Consignes:
1 – Indiquez si les affirmations (a), (b) et (c) concordent avec l'extrait ci-dessous sur les chemins de fer de Dudswell. Répondez par oui ou non et citez à l'identique les mots de l'extrait qui tranchent. (a) Le Main Central a été en service de 1889 à 1927. (b) Le Grand Tronc partait de Lennoxville. (c) Dudswell Jonction se trouve à environ 2 km du village de Bishopton.
2 – Écrivez la suite de l'extrait sur les chemins de fer de Dudswell, en reprenant après sa dernière phrase.

Extrait cité:
Le canton de Dudswell a déjà
été desservi par deux importants chemins de fer: le Québec Central en
service à partir de 1875 et le Main Central de 1889 à 1927. Ces deux
voies de fer se croisaient à Dudswell Jonction, situé sur le chemin
Georges à environ 2 km du village de Bishopton. Je vous ai raconté les origines
du Québec Central, voici celles du Main Central.
À la fin du 19e
siècle, les colons qui s'étaient installé dans le Sud des Cantons de l'Est,
souffraient grandement du manque de voies de communication, entre autres les
Cantons de Eaton, Clifton et Hereford situés au sud de Cookshire. À l'ouest, à
quelques miles de là, il y avait bien le Grand Tronc construit en 1852
qui reliait Montréal et Portland[1] en
suivant la rivière Coaticook et au nord, l'International Railway Company [2], le
fameux chemin Pope (1875), qui partait de Lennoxville et se rendait à
Lac-Mégantic en passant par Cookshire. Toutefois, ces chemins de fer étaient
beaucoup trop loin pour leurs venir en aide.
Paradoxalement, c'était, depuis
1805, les trois cantons qui avaient bénéficié d'une des premières routes des
Cantons de l'Est, c'est à dire le chemin Dudswell-Hereford[3]
verbalisée en 1822 mais qui était tortueux et incertains, et la plupart du
temps, impassable par endroits dus au manque d'entretient. Les déplacements
étaient donc très difficiles et, avec le cheval ou les bœufs, la vitesse
dépassait rarement les 5 à 10 kilomètres à l'heure.
En cette fin du 19e
siècle, seul un chemin de fer pouvait stimuler l'agriculture locale, promouvoir
l'installation de nouveaux colons, permettre le transport d'une variété de
produits forestiers et autres produits manufacturiers. En fait, un chemin qui
leurs apporterait la prospérité.
Le chemin de fer Hereford
Branch Railway Company [4].
En mai 1887, un groupe d'hommes d'affaires, de politiciens et de
contribuables de la région décidèrent qu'il était temps d'améliorer
cette situation. Les deux principaux promoteurs étaient William Sawyer de
Sawyerville et Rufus Henry Pope de Cookshire.

Données:

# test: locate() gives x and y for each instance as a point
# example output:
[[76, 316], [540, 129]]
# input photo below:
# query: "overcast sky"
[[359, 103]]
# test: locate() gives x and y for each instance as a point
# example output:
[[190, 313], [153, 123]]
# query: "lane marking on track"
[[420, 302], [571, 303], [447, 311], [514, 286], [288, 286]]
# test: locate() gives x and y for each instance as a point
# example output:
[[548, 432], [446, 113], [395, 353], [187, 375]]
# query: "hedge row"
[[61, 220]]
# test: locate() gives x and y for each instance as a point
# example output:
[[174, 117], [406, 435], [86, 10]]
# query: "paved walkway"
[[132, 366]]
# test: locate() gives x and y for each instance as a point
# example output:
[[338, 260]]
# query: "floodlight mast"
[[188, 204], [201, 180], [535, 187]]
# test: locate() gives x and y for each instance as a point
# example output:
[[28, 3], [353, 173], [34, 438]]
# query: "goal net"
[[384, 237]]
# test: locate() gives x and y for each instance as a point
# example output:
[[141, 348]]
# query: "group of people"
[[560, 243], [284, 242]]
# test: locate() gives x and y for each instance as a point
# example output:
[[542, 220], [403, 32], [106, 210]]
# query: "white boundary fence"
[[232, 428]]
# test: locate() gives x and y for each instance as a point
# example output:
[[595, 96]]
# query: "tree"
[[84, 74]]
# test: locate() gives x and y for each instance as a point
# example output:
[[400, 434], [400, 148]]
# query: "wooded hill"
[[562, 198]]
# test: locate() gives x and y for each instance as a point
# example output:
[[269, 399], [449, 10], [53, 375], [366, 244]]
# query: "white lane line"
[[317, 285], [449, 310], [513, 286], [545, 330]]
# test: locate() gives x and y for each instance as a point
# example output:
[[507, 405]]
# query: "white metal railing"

Réponses aux consignes:
1 –
(a) Oui : « le Main Central de 1889 à 1927 ».
(b) Non : « le Grand Tronc construit en 1852 qui reliait Montréal et Portland ».
(c) Oui : « à environ 2 km du village de Bishopton ».

2 –
Le premier,
William Sawyer, était propriétaire de moulins et de manufactures dans la
région. De 1871 à 1886 il fut député conservateur à Québec pour le Conté de
Compton. Dans le journal Le Progrès de l'Est du 1er décembre
1883 nous pouvons lire ce qui suit: « ... Ne pouvant arriver au
poste d'homme d'état, M. Sawyer tend évidemment à se mettre en train (sans
calembour) de devenir un Railway King. » L'article du Pionnier avait été
tiré de l'Advertiser.
Le deuxième, Monsieur R.H. Pope,
fermier, était le fils du grand homme de Cookshire, John Henry Pope, fermier,
marchand de bois, entrepreneur de chemins de fer et politicien. John Henry
était en 1886 Ministre fédéral des chemins de fer. Il était également
propriétaire majoritaire du chemin de fer International Railway Co. Fiston
avait donc un appuis très important dans son projet.
Le 23 juin 1887, par l'Act 50-51, Victoria, ch. 93[5], la
compagnie "Hereford Branch Railway Company" [6] est
incorporée avec l'autorisation de construire une ligne de 13 miles entre
Cookshire et Dudwell et d'acquérir la section Dudswell-Vieux fours construite
la même année par la Dominion Lime Ltd [7] qui
exploitait une carrière de chaud sur la terre de M. Régean Breton aujourd'hui
située sur le chemin Gosford.
Dans cet acte, nous retrouvons les noms de William
Sawyer, marchant du canton d'Eaton, John McIntosh, marchant du conté de Compton,
Cyrus A. Bailey et Rufus H. Pope, fermier, Alden Learned, hotelier tous du
canton d'Eaton et F. Paquette de Hereford, marchant et fondateur du village de
Saint-Venant de Paquetteville.[8]
Changement des responsables
de la Compagnie
Un tel projet nécessitait évidemment beaucoup
d'argent. Les fermiers et commerçants établis le long du tracé avaient acheté
plusieurs parts de la compagnie, mais ce n'était pas assez. Une telle aventure exigeait beaucoup plus de
sous. Souhaitant sans doute desservir
ses intérêts dans la région, William
Bullock, IVES[9],
avocat, homme politique et homme d'affaires se joignit au groupe peu de temps après[10].
Cet homme détenait des intérêts dans la Cookshire Mill Company[11], le moulin de Sawyerville, la
Scotstown Lumber Company[12],
l'usine de pâte à papier d'East Angus[13] , et
la Sherbrooke & Dudswell, Lime and Marble Trading Co.,[14] de
Lime Ridge dont il était le vice-président.
Devenu
l'âme dirigeante du projet, il réussit à y intéresser un syndicat d'hommes
d'affaires des États-Unis[15], et
ensemble ils devinrent les principaux bayeur de fonds de la Compagnie. Ensemble
ils fournissaient les trois quart des 800,000$ requis.[16] IVES sera
finalement nommé président de la compagnie. À la fin de 1888, R.H. Pope, William Sawyer et Armstrong vendent leurs parts dans la Compagnie et se
retirent du projet[17].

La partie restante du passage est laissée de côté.